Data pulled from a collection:
--- start ---
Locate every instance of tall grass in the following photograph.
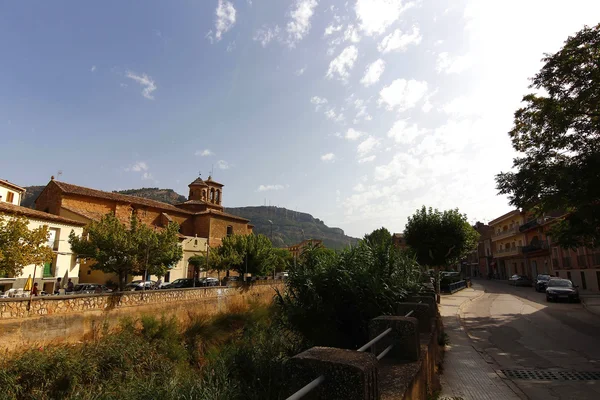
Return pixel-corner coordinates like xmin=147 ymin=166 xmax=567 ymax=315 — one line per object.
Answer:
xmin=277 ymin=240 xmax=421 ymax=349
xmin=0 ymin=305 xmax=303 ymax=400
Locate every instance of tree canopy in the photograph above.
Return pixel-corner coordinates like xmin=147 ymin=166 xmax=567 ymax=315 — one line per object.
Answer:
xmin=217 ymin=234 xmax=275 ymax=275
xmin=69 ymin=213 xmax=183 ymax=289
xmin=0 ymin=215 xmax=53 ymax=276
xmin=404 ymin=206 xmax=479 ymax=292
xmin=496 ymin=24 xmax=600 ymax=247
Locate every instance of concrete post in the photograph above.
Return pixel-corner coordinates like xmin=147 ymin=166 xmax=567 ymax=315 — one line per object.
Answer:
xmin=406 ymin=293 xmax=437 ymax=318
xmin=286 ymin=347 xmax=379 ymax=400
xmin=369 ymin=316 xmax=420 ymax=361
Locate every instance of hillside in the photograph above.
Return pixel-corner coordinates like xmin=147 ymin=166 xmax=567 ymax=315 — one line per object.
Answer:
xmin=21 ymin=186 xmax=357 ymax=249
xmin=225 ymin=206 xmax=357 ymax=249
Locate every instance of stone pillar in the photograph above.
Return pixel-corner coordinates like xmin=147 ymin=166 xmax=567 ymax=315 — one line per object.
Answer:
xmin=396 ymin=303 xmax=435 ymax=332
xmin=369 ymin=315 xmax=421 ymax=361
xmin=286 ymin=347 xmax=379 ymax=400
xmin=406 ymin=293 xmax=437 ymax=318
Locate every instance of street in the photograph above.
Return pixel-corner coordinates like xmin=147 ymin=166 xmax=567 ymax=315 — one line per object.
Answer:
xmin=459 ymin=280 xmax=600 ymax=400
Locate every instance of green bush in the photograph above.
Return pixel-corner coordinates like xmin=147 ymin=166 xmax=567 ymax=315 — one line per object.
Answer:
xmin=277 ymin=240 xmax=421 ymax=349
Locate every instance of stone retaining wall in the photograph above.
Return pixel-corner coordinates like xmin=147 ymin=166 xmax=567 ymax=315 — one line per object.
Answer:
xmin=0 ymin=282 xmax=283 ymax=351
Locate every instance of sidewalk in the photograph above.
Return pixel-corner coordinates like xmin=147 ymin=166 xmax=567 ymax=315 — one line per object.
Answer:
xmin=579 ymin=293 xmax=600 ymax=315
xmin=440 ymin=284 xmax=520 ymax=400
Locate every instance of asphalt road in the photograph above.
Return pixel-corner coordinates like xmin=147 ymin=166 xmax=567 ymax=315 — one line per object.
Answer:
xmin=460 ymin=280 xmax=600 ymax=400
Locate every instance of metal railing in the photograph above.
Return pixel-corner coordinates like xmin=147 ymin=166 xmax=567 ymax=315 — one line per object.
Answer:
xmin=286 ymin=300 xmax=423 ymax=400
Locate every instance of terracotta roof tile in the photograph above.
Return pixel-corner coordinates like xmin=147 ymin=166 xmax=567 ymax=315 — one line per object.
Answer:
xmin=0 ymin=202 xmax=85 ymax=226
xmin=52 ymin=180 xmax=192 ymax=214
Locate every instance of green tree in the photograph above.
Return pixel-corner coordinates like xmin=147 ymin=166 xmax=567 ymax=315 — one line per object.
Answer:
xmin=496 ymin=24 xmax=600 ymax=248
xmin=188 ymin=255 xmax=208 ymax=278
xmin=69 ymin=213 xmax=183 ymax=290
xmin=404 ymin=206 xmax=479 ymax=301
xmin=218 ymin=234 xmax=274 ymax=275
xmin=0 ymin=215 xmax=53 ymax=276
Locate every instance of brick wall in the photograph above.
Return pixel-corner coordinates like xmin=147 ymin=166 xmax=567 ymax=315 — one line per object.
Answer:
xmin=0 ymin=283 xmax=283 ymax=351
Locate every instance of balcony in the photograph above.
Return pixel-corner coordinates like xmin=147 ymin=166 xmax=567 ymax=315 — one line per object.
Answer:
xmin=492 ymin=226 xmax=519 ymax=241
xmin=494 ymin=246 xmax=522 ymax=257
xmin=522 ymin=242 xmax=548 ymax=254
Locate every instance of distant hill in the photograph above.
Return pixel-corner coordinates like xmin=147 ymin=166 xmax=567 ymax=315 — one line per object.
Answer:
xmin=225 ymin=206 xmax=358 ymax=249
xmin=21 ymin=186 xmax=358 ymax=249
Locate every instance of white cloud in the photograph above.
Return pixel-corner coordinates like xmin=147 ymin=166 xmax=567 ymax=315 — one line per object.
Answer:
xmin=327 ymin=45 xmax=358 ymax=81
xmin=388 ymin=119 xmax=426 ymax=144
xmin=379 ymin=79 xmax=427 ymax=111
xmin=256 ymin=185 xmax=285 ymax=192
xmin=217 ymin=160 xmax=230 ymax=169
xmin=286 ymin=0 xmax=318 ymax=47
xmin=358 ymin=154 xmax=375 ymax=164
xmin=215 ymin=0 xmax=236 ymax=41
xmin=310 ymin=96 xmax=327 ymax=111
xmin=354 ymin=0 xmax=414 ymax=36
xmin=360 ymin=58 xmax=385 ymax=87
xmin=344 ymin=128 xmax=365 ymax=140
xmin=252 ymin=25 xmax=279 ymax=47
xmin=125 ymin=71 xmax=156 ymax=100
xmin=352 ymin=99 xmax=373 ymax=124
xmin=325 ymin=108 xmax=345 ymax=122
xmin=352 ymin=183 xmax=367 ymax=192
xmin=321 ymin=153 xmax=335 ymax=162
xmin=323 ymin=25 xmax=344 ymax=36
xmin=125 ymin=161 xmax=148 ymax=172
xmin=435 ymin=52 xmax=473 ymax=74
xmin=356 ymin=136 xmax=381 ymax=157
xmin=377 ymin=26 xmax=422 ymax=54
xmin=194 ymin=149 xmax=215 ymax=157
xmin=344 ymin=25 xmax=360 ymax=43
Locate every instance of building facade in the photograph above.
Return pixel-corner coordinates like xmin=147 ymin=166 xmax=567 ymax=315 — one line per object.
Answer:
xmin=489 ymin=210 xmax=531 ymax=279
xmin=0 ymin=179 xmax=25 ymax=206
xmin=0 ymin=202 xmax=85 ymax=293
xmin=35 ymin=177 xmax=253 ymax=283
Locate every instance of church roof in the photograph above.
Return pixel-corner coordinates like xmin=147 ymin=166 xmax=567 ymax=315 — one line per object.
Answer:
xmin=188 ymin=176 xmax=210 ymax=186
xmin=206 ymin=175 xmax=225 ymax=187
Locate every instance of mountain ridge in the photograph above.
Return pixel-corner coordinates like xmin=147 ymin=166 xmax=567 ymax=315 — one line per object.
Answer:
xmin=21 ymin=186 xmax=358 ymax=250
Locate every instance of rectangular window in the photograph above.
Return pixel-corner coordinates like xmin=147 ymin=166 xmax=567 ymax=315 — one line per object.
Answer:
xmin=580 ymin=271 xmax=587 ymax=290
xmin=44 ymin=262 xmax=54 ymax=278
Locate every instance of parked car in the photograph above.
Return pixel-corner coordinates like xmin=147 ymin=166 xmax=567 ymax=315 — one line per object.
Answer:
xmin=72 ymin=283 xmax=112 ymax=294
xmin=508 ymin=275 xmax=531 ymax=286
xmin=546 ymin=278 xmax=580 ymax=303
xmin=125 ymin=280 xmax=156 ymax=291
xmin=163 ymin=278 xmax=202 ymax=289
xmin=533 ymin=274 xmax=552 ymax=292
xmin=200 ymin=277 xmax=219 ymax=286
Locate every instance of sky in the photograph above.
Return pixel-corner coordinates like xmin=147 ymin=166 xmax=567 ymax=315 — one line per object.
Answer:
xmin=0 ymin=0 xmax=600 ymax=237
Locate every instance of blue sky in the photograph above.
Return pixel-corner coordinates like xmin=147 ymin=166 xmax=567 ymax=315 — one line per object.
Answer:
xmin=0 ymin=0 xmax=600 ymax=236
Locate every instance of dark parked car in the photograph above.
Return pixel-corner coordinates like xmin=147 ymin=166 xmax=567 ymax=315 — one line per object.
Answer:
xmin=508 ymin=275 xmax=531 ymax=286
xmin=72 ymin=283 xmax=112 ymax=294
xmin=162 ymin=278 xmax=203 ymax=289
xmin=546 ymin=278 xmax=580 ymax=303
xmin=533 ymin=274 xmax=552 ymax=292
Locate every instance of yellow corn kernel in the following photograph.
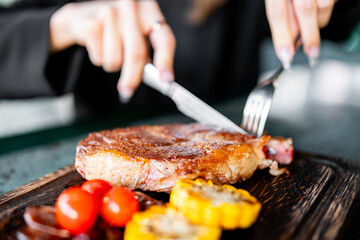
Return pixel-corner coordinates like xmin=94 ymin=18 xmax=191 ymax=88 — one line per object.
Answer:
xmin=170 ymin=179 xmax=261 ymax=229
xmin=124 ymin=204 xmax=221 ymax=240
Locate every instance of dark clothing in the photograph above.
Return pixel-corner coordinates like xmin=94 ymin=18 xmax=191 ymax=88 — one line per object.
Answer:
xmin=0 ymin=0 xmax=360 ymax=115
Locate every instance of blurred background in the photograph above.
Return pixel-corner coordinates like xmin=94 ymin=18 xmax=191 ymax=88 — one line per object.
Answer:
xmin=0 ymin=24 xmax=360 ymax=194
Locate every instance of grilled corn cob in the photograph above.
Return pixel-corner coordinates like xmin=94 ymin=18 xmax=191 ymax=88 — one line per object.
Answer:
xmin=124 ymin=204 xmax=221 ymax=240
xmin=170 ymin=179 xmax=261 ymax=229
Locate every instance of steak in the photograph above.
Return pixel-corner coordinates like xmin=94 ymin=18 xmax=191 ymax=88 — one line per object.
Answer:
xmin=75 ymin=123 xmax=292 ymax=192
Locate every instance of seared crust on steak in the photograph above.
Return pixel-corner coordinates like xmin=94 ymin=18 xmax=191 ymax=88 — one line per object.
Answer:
--- end ---
Format the records from the start through the line containing "xmin=0 ymin=305 xmax=303 ymax=400" as a two-column CSV with columns named request and answer, one row per request, each value in a single quoted field with line breaks replaced by spaces. Leave the pictures out.

* EXERCISE OUTPUT:
request,answer
"Locate every instance of tall grass in the following photograph. Return pixel-corner coordinates like xmin=147 ymin=166 xmax=567 ymax=315 — one line per object. Answer:","xmin=277 ymin=240 xmax=421 ymax=349 xmin=0 ymin=305 xmax=303 ymax=400"